- What to work on:
a: In the passage on the role-playing-game theory, translate this sentence into Spanish: "This would also explain a few odd choices we've seen at times."
b: Carry on the passage on the role-playing-game theory from its last sentence.

- Quoted text:
......
Or here's a twist on this theory that we also think fits. What if a bunch of people are playing a role-playing game, like Dungeons & Dragons? And they typically play this 1984 Summer camp scenario, but this time one of the players has gone rogue and is inserting him or herself as the Night Stalker into the narrative? It would explain the elaborate backstories we've seen for some of the characters — Brooke's (Emma Roberts) wedding, Ray's (DeRon Horton) fraternity hell night, Margaret's (Leslie Grossman) part in the first massacre. When you play something like D&D or Rollmaster, typically you are able to design a character with a detailed backstory, so that would explain those features of the show.

This would also explain a few odd choices we've seen at times.

Mr. Jingles generally kills everybody he comes across . . . except that one dorky kid who dressed like him to play pranks. What if the person playing Mr. Jingles in the RPG didn't roll high enough to be able to kill that kid, so the kid got to survive?

And Trevor (Matthew Morrison) was obviously designed to be a total d-bag and quite self-centered. Yet in episode three, he wanted to go check on Margaret and the camp cook, Bertie (Tara Karsian). That feels like maybe something "Trevor" wouldn't do, but the person playing Trevor decides to do because they want to include more people, or to take the game in a different direction.
......
- Data provided:

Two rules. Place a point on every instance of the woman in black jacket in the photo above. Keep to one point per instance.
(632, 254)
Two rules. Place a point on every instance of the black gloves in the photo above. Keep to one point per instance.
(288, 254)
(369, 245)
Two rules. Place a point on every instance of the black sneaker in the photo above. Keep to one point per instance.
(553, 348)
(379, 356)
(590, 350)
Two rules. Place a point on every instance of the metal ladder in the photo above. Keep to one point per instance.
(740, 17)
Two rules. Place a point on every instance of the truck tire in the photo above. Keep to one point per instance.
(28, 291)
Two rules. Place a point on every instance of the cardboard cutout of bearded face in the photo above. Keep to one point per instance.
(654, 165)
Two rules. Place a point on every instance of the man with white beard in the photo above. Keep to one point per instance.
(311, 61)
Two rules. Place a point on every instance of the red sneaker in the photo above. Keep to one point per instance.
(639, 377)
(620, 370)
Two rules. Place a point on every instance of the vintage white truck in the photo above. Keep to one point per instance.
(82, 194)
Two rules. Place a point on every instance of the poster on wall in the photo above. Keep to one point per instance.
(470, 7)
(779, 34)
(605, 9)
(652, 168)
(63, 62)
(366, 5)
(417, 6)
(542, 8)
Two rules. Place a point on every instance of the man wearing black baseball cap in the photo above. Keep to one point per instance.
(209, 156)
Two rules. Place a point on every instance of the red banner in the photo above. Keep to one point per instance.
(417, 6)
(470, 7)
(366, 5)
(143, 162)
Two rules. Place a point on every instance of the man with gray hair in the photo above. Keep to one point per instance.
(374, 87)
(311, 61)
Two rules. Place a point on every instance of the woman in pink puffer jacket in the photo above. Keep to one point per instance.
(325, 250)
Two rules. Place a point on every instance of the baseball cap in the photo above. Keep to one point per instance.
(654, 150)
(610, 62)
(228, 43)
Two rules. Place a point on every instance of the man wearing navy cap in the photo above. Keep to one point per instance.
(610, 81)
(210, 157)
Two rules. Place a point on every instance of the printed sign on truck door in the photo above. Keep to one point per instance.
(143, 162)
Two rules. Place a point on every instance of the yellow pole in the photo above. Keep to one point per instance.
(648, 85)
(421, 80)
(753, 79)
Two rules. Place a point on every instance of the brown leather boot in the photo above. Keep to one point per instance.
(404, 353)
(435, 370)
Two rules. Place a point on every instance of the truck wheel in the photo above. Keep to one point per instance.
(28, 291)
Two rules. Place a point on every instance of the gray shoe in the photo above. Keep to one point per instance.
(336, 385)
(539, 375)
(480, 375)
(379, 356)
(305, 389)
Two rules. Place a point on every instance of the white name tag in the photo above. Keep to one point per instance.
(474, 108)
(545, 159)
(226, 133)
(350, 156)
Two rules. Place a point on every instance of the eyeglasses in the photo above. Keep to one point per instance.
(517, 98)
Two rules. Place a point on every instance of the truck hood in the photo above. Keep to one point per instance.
......
- Task-by-task answers:
a: Esto también explicaría algunas decisiones extrañas que hemos visto a veces.

b:
Finally, that Montana reveal at the end of episode three certainly feels like someone in an RPG reacting to another player. "Oh, you're going to be the Night Stalker and run around screwing up our fun slasher camp scenario? Well, fine, then I'm going to make out with you and become your accomplice." Whoever is playing Montana rolled high enough to make that happen, and now the person playing the Night Stalker has to go along with it.

Knowing AHS, neither one of these ideas is even close to being on the mark. But they are something to chew on, because this season definitely feels off so far — and we're dying to find out the twist.